— begin DATASET EXTRACT —
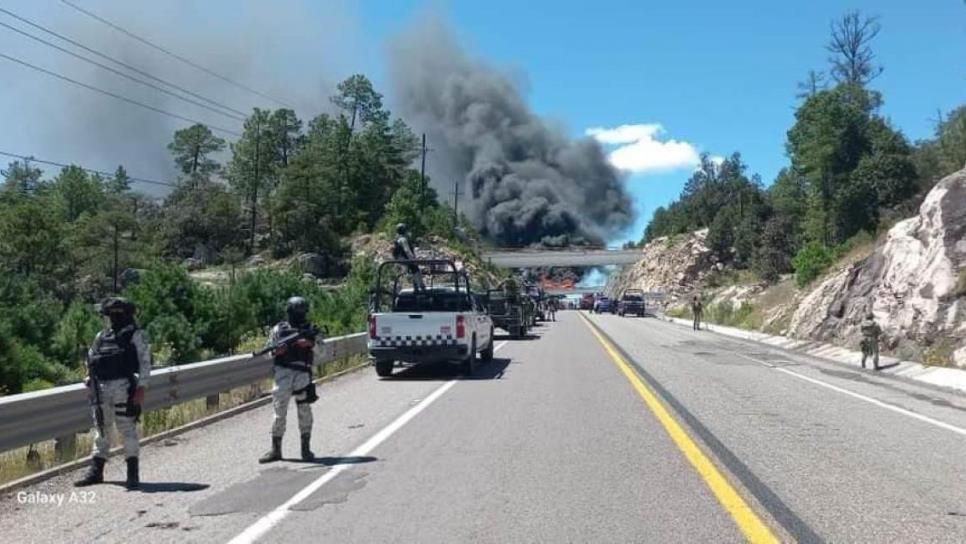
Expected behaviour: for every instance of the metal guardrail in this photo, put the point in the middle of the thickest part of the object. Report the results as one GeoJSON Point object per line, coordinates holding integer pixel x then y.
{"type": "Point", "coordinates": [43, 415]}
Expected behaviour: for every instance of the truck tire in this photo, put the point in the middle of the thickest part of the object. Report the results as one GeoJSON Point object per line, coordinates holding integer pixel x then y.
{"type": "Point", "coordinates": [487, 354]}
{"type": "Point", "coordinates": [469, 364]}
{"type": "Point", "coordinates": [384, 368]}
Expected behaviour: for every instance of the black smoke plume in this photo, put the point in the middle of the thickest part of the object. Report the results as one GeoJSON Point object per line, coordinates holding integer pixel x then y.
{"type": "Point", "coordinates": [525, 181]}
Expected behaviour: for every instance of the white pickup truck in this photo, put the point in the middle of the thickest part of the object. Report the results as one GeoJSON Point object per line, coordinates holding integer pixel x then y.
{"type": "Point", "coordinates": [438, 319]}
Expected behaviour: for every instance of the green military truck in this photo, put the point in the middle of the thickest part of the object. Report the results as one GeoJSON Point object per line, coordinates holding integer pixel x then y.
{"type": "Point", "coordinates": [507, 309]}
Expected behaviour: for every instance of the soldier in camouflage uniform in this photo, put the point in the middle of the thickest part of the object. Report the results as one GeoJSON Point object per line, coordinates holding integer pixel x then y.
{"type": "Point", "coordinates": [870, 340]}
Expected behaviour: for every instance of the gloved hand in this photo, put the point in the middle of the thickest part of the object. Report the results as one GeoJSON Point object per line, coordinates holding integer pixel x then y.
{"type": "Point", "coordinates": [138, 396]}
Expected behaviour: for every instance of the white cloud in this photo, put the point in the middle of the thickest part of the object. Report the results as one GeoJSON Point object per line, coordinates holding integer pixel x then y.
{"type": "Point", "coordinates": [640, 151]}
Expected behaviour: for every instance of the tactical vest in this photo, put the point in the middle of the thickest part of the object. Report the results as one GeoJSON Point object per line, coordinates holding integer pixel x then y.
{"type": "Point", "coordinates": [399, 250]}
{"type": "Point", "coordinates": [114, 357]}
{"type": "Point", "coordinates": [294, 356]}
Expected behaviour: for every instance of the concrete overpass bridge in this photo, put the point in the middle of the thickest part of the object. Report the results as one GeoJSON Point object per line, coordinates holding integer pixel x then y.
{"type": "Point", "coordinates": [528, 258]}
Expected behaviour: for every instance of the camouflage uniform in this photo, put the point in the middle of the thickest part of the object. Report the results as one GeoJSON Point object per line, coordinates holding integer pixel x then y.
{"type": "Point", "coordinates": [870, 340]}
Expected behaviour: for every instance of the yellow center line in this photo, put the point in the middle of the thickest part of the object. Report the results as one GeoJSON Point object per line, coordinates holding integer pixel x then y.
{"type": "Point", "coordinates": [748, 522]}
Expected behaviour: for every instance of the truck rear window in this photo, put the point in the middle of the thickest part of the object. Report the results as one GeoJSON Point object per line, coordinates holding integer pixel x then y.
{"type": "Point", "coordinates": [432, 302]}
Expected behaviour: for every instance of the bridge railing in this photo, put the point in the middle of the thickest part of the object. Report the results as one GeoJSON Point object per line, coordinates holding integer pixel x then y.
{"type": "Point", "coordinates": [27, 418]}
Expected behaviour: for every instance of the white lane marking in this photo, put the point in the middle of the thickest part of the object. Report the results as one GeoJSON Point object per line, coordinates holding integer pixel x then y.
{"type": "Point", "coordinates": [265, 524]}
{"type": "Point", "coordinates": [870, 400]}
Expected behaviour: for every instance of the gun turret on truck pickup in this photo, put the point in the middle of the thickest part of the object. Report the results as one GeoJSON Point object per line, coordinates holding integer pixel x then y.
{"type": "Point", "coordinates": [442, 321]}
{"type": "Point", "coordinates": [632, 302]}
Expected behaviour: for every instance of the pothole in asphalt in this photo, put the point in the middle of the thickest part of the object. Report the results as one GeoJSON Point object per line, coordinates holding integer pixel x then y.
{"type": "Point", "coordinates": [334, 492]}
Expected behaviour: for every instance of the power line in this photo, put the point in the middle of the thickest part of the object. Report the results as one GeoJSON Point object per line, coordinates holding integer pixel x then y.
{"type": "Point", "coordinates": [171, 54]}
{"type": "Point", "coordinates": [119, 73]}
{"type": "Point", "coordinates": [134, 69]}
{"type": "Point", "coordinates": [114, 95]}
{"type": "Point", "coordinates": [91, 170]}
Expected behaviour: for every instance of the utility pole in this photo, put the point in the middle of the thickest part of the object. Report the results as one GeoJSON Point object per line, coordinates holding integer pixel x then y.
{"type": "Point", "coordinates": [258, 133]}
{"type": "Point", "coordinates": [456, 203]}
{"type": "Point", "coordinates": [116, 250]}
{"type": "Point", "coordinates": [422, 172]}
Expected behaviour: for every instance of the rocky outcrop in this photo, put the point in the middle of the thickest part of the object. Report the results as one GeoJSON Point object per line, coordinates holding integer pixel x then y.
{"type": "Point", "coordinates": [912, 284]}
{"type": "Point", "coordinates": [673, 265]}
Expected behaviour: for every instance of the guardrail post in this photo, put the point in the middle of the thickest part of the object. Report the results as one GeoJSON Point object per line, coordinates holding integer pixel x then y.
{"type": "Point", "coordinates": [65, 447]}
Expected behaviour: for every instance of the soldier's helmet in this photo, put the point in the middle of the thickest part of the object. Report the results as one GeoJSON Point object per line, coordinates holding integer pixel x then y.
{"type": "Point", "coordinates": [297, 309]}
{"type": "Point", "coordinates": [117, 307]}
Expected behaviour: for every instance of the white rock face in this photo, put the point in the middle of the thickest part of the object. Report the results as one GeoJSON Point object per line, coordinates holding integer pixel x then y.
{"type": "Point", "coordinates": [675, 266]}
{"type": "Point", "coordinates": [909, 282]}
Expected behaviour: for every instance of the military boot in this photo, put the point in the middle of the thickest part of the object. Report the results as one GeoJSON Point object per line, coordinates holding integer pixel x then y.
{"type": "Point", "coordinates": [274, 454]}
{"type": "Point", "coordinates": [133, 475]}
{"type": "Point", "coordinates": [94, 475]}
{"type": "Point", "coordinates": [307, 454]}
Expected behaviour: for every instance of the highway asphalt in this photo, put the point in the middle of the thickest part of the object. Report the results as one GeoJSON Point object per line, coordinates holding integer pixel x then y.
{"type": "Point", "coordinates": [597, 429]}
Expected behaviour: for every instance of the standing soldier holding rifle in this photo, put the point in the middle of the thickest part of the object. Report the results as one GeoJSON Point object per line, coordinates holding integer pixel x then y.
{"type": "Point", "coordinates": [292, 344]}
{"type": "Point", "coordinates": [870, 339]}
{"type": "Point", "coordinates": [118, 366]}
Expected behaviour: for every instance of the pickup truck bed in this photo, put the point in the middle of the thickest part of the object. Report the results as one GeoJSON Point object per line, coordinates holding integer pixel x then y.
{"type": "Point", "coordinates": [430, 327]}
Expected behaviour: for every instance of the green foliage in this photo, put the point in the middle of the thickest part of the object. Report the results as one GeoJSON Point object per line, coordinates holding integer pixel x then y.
— end DATASET EXTRACT —
Every entry must be transcribed exactly. Pictures do not belong in the copy.

» WRITTEN ANSWER
Expected behaviour: for every instance of the metal guardrail in this photo, put the point in the middle of the thickest part of the object. Report the results as one GeoJSON Point object per line, coordinates holding integer pixel x then y.
{"type": "Point", "coordinates": [43, 415]}
Expected behaviour: for every instance of the truck tire in this photo, put the point in the middle of the thickest part of the object. Report the results as one GeoJSON Point object per line, coordinates holding integer pixel x then y.
{"type": "Point", "coordinates": [487, 354]}
{"type": "Point", "coordinates": [469, 364]}
{"type": "Point", "coordinates": [384, 368]}
Expected behaviour: for every instance of the black smoke plume in this photo, put the point in the middle of the thickest part of the object. Report the results as one GeoJSON Point object per line, coordinates holding integer pixel x then y.
{"type": "Point", "coordinates": [525, 181]}
Expected behaviour: for every instance of the white pickup truck in this photo, put the point in the middle of the thickest part of the object. Report the results as one GeoJSON Point object per line, coordinates holding integer pixel x then y.
{"type": "Point", "coordinates": [438, 319]}
Expected behaviour: for every instance of the green military truck in this photo, put the point in the middle of the thickest part of the object. Report the results as one GeoJSON Point object per line, coordinates holding integer pixel x then y.
{"type": "Point", "coordinates": [507, 309]}
Expected behaviour: for every instance of the soldier in camouflage uniform in this photo, put the point in the middle of the thickest part of the object. Report the results as one GeoJSON Point object per line, coordinates holding integer pixel x then y.
{"type": "Point", "coordinates": [870, 340]}
Expected behaviour: for every instance of the gloved hand in this photo, put the point in the middle of the thickest part of the object. Report the results as one GeoJSON Point object per line, coordinates holding integer pixel x then y.
{"type": "Point", "coordinates": [138, 396]}
Expected behaviour: for every instance of the white cloud in this photo, put the point in the middle of the thickest part of the object. Report the results as one GeoJSON Point object per line, coordinates holding integer pixel x then y.
{"type": "Point", "coordinates": [640, 151]}
Expected behaviour: for every instance of the tactical vest in this photo, put the point in the middle of the thickest part of the object. Report the results as one GeoJSON Point object per line, coordinates holding integer pixel x then y.
{"type": "Point", "coordinates": [399, 250]}
{"type": "Point", "coordinates": [114, 357]}
{"type": "Point", "coordinates": [294, 356]}
Expected behaviour: for every instance of the concrete overpass bridge in this photo, put the point in the middle of the thickest part of the object. Report the results as one GeoJSON Point object per line, coordinates holding integer pixel x then y.
{"type": "Point", "coordinates": [528, 258]}
Expected behaviour: for every instance of the camouflage uniform in this photo, put the point in the middle of the thickest part of the object. Report the results as one GeoJSON Point object per line, coordinates holding integer pixel x then y.
{"type": "Point", "coordinates": [870, 340]}
Expected behaviour: for every instance of the yellow center line in this photo, put the point in the middle of the thickest part of the object. Report the results as one GeoJSON Point object per line, coordinates holding integer pixel x then y.
{"type": "Point", "coordinates": [748, 522]}
Expected behaviour: for every instance of the truck rear window in this photo, put the point in the middle of the thickest part of the object. Report the results as one GeoJSON Point object per line, coordinates holding integer pixel x then y.
{"type": "Point", "coordinates": [432, 302]}
Expected behaviour: for every instance of the bridge railing in this photo, put the point in the middle of the thickest part of the object. Report the results as one GeoJSON Point object per line, coordinates holding integer pixel x then y.
{"type": "Point", "coordinates": [27, 418]}
Expected behaviour: for every instance of the white lane marking in this photo, put the point in the middle of the thickest part of the object. Report the results as one GeoJSON Point object per line, coordinates holding integer pixel x then y.
{"type": "Point", "coordinates": [265, 524]}
{"type": "Point", "coordinates": [870, 400]}
Expected behaviour: for every instance of the gun turret on truck pickup in this photo, put the point in the middle of the thickest part of the object. Report the results as one GeoJSON Point object per line, coordinates holding integer pixel x then y.
{"type": "Point", "coordinates": [442, 321]}
{"type": "Point", "coordinates": [632, 302]}
Expected behaviour: for every instance of the pothole in asphalt in this photo, put the point in the middle of the thickest part of the object. Report the results as one GeoJSON Point object per line, coordinates holding integer pixel x then y.
{"type": "Point", "coordinates": [334, 492]}
Expected behaviour: for every instance of the power line in this photo, put the point in the middle of the thickest part of the object. Report the results as one GeoJSON Point object per line, coordinates holding integer pixel x then y.
{"type": "Point", "coordinates": [171, 54]}
{"type": "Point", "coordinates": [119, 73]}
{"type": "Point", "coordinates": [134, 69]}
{"type": "Point", "coordinates": [114, 95]}
{"type": "Point", "coordinates": [91, 170]}
Expected behaviour: for every instance of the utility pole in this photo, put the point in the middle of the thickest part of the object. Report the results as one GeoJSON Point object per line, coordinates holding integer pixel x then y.
{"type": "Point", "coordinates": [258, 133]}
{"type": "Point", "coordinates": [456, 203]}
{"type": "Point", "coordinates": [116, 250]}
{"type": "Point", "coordinates": [422, 172]}
Expected behaviour: for every instance of the rocky outcrop in this photo, put the point in the middle of the thickest part of the object. Report the results as one GeoJSON Point object per line, coordinates holding integer pixel x then y.
{"type": "Point", "coordinates": [912, 284]}
{"type": "Point", "coordinates": [673, 265]}
Expected behaviour: for every instance of the guardrail post in this photo, put the point in the middle of the thickest part of the object. Report the results as one GeoJSON Point object per line, coordinates holding integer pixel x then y.
{"type": "Point", "coordinates": [65, 447]}
Expected behaviour: for every instance of the soldier's helmet in this photo, put the point in the middle of the thickest part of the object. Report the results as one GeoJSON Point object per line, coordinates holding integer pixel x then y.
{"type": "Point", "coordinates": [297, 309]}
{"type": "Point", "coordinates": [117, 307]}
Expected behaviour: for every instance of the white rock face in this photo, put the point in the middle of the thickest part of the object. Report the results as one GeoJSON Point object per line, coordinates holding integer pixel x then y.
{"type": "Point", "coordinates": [675, 266]}
{"type": "Point", "coordinates": [909, 282]}
Expected behaviour: for every instance of the military boot in this photo, put the point in the middle of the thickest part of the object. Report the results as one GeoJSON Point object per line, coordinates holding integer pixel x then y.
{"type": "Point", "coordinates": [274, 454]}
{"type": "Point", "coordinates": [133, 475]}
{"type": "Point", "coordinates": [94, 475]}
{"type": "Point", "coordinates": [307, 454]}
Expected behaviour: for every instance of the highway asphalt in this photo, put the point in the middle of the thickest part of the object. Report the results as one GeoJSON Point object per line, coordinates holding integer pixel x then y.
{"type": "Point", "coordinates": [597, 429]}
Expected behaviour: for every instance of the standing soldier holding rifle in this photo, put the point in the middle of the thickest part of the object. Report the results as one GeoJSON Point object per line, coordinates holding integer pixel x then y.
{"type": "Point", "coordinates": [292, 344]}
{"type": "Point", "coordinates": [870, 339]}
{"type": "Point", "coordinates": [118, 366]}
Expected behaviour: for every instance of the pickup truck bed in this photo, put the point in the middle of the thickest part of the object. Report the results as one GeoJSON Point object per line, coordinates holding integer pixel x then y.
{"type": "Point", "coordinates": [430, 327]}
Expected behaviour: for every instance of the green foliage in this photo, put the point in the middle of the thickest part of the object. Report the results as one GeoJSON Point object per line, coordinates holding integer pixel x then y.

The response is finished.